Problem
Find the lines in the records that carry the word "decor". Copy each one.

Dataset content
★ ★ ★

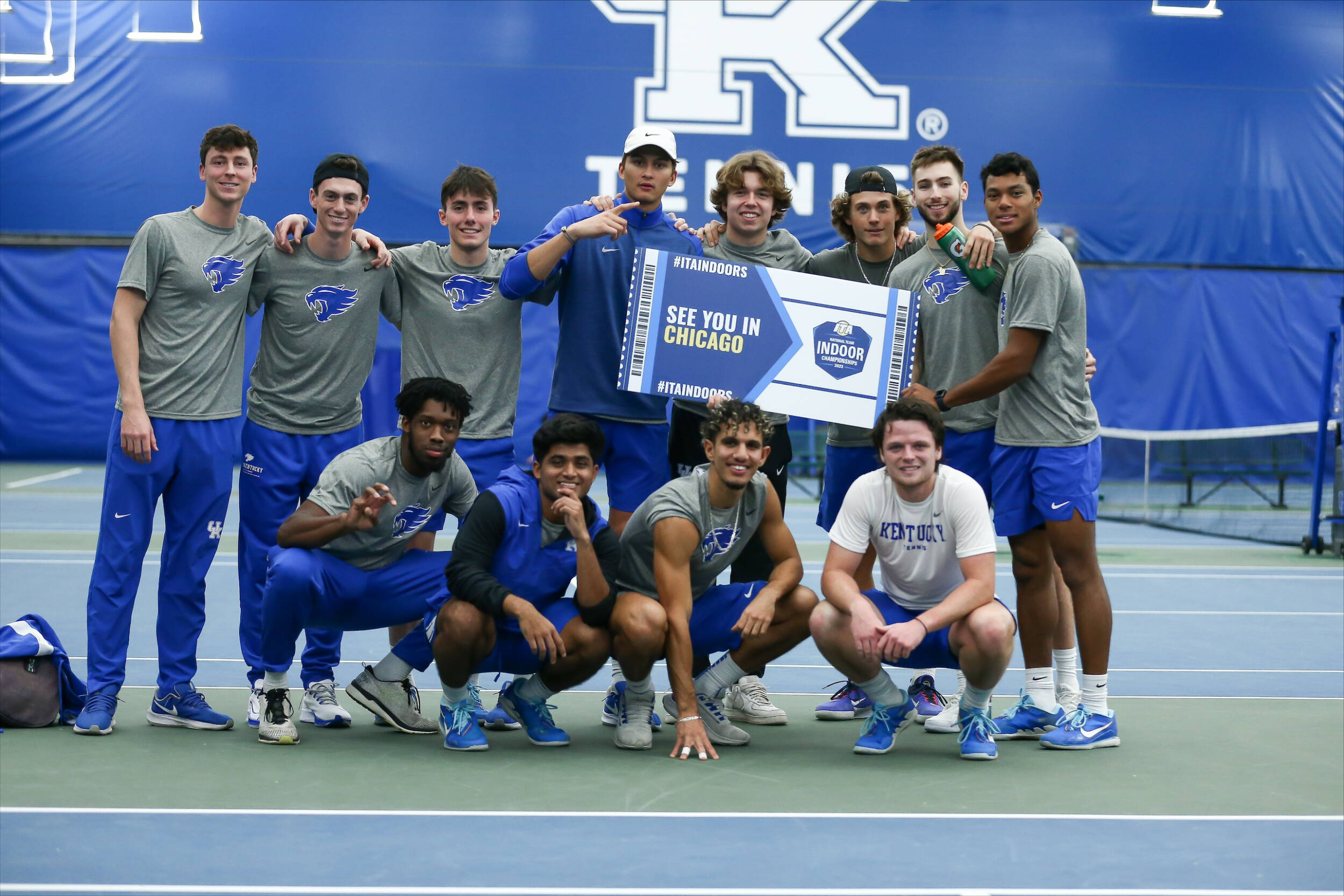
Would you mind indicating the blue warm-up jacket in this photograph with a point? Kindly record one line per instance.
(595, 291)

★ ★ ★

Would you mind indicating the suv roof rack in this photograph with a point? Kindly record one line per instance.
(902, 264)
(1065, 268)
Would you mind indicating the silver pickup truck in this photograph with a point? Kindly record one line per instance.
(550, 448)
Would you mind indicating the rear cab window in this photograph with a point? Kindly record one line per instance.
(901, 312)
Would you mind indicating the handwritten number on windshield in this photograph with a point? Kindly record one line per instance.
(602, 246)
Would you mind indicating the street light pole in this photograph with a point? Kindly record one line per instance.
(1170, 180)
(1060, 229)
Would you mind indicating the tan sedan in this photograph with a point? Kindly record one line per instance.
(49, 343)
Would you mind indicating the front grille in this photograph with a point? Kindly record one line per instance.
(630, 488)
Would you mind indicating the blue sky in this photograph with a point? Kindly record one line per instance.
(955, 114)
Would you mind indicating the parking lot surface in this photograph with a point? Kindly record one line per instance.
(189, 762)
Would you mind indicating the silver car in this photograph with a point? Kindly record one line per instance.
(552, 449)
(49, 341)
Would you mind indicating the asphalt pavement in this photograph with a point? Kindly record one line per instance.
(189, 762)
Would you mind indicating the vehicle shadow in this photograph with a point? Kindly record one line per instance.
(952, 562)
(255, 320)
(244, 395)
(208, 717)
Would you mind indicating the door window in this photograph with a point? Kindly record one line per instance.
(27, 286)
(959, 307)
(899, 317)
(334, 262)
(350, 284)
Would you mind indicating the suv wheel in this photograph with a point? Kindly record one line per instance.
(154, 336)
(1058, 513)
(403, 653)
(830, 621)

★ ★ ★

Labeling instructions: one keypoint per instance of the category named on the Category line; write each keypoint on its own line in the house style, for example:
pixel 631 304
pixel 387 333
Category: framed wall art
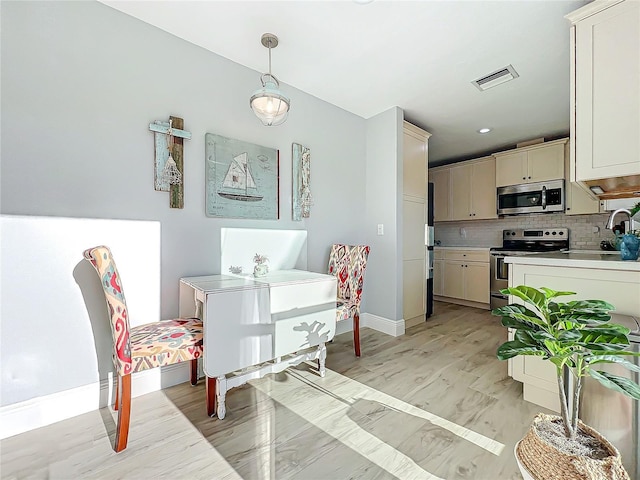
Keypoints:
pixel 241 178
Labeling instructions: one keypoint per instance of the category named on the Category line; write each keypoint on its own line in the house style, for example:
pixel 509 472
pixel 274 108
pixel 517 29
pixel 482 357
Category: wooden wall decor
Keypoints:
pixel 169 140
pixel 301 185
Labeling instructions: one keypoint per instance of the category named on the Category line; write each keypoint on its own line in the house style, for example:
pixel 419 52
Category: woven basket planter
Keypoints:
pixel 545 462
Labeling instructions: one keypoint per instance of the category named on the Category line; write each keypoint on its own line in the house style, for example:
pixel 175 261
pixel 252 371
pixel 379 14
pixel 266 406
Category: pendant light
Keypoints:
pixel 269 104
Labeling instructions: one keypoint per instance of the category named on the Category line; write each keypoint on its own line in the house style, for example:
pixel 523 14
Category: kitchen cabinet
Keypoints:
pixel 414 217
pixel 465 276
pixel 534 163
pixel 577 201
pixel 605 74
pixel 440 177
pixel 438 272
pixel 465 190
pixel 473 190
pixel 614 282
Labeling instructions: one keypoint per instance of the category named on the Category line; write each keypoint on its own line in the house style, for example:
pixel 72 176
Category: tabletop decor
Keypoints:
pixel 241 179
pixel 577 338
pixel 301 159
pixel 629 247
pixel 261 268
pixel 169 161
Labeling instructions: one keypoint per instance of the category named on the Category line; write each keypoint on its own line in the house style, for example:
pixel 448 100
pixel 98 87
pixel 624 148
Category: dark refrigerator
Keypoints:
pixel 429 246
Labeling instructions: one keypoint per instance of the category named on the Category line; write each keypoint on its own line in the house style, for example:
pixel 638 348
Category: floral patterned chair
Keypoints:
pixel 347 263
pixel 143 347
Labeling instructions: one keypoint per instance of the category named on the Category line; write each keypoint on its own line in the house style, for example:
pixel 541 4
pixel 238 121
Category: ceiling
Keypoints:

★ ★ ★

Answer for the task
Category: wooden wall decor
Category: tabletop decor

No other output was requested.